TASK TO CARRY OUT: Could you return the listing below exactly, with every line intact?

GIVEN RECORDS:
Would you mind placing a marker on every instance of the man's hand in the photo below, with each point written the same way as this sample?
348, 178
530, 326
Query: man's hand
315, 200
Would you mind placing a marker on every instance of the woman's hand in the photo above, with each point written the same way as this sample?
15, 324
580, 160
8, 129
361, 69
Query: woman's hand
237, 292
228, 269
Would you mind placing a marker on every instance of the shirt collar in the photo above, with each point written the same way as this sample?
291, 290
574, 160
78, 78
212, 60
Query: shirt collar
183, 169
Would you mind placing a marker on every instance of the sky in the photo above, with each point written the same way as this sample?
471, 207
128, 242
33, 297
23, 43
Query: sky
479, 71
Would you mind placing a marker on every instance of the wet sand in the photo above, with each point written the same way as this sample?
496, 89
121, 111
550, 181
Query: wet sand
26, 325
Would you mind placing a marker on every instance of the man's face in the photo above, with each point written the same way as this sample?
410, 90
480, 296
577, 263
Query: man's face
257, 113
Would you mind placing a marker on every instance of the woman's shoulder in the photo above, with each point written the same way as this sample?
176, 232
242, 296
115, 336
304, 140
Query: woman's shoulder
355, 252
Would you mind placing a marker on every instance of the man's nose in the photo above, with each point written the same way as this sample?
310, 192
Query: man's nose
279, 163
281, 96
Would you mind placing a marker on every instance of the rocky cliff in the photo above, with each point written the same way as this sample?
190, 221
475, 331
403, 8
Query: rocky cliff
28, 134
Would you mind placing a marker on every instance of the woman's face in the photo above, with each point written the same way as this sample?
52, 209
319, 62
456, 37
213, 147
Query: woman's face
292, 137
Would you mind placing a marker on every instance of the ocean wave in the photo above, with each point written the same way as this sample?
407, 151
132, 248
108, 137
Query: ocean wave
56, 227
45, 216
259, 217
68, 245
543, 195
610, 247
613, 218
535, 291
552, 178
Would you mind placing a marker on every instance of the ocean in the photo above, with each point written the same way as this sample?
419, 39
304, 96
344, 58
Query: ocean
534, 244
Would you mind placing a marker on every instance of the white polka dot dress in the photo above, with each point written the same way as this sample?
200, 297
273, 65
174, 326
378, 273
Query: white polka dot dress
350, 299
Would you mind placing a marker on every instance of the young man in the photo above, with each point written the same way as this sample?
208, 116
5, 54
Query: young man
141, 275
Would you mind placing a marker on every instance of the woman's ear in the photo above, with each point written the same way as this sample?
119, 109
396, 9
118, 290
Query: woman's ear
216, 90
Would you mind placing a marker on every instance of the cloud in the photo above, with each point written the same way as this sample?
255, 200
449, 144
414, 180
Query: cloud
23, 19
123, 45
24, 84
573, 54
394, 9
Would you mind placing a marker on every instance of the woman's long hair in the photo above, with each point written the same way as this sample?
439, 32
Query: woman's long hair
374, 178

TASK RESULT:
Would you mind placing a marker on every instance of the man's hand in the photo below, with each point written the same way as this sample?
348, 178
530, 326
Query: man's hand
315, 200
Would you mind placing a marker on every instance of the woman's hand in the photo above, with each point written the same way as this sample?
15, 324
580, 160
8, 129
361, 69
Query: woman's hand
237, 292
228, 269
Would you mind placing a marker on every instance of the shirt collar in the photo above, with each point written the same way as this sample?
291, 290
574, 160
78, 78
212, 60
Query: shirt collar
183, 169
Would you mind placing a marker on every instance of the sky in the photo above, with each point written the same way as this sample?
471, 207
128, 242
33, 297
23, 43
Query: sky
479, 71
Would you mind placing a marker on every instance of the wet sand in the photo above, with each point written the same way as this sample?
496, 89
121, 111
550, 181
Query: wet sand
26, 325
Would you mind placing a marker on every instance of the man's face in the photo above, with each point written the same way as this sample?
410, 90
480, 296
577, 263
Query: man's face
257, 113
Would you mind placing a marker on every instance of the woman's shoulder in the photo above, with each point written the same way as this sample?
176, 232
242, 296
115, 336
304, 140
Query: woman's shoulder
355, 252
Would you mind placing a marker on every instance of the man's nose in the photo above, with each point written the same way as this sample?
310, 192
Query: man's nose
279, 163
281, 96
Would you mind placing a marker on every instance of the rocky cliff in the photo above, with each point written the same way as this sample?
190, 221
475, 331
403, 8
Query: rocky cliff
28, 134
Would you mind placing a marker on every instance of the woman's face in the photo above, with each point written the same way as this sample?
52, 209
319, 62
456, 37
213, 147
Query: woman's face
292, 137
Would you mind placing a marker on every instance of the ocean wave in the photo above, with each point written the same way as this sample?
407, 151
132, 248
108, 137
Query: ocean wave
56, 227
45, 216
259, 217
68, 245
543, 195
610, 247
613, 218
535, 291
552, 178
Would you mind placing a marker on every instance of the ocean in the photo above, with each point written the same way as this sample?
419, 39
304, 96
344, 58
Query: ocean
534, 244
Would you mind placing a marker on every instance of the white polka dot dress in the photo above, with each point written the same way as this sample?
200, 297
273, 65
174, 326
378, 273
Query: white polka dot dress
350, 299
Would you mind placing a marker on every instance of the young man in the photo above, with each point written the same way as this sample?
208, 116
5, 54
Query: young man
141, 275
Would you mind placing a marker on every instance of the woman's ear in the photo above, with each point written the same way as this sample?
119, 109
396, 9
118, 290
Query: woman's ear
216, 90
Would you mind placing a marker on every instance of the cloud in the photo above, with each point written the same way as this sample?
255, 200
449, 144
414, 180
Query: cloud
23, 19
123, 45
24, 84
573, 54
394, 9
Would you mind placing a marker on every instance of the woman's long hair in the photo above, with each point written the same way as this sample?
439, 32
Query: woman's long hair
374, 178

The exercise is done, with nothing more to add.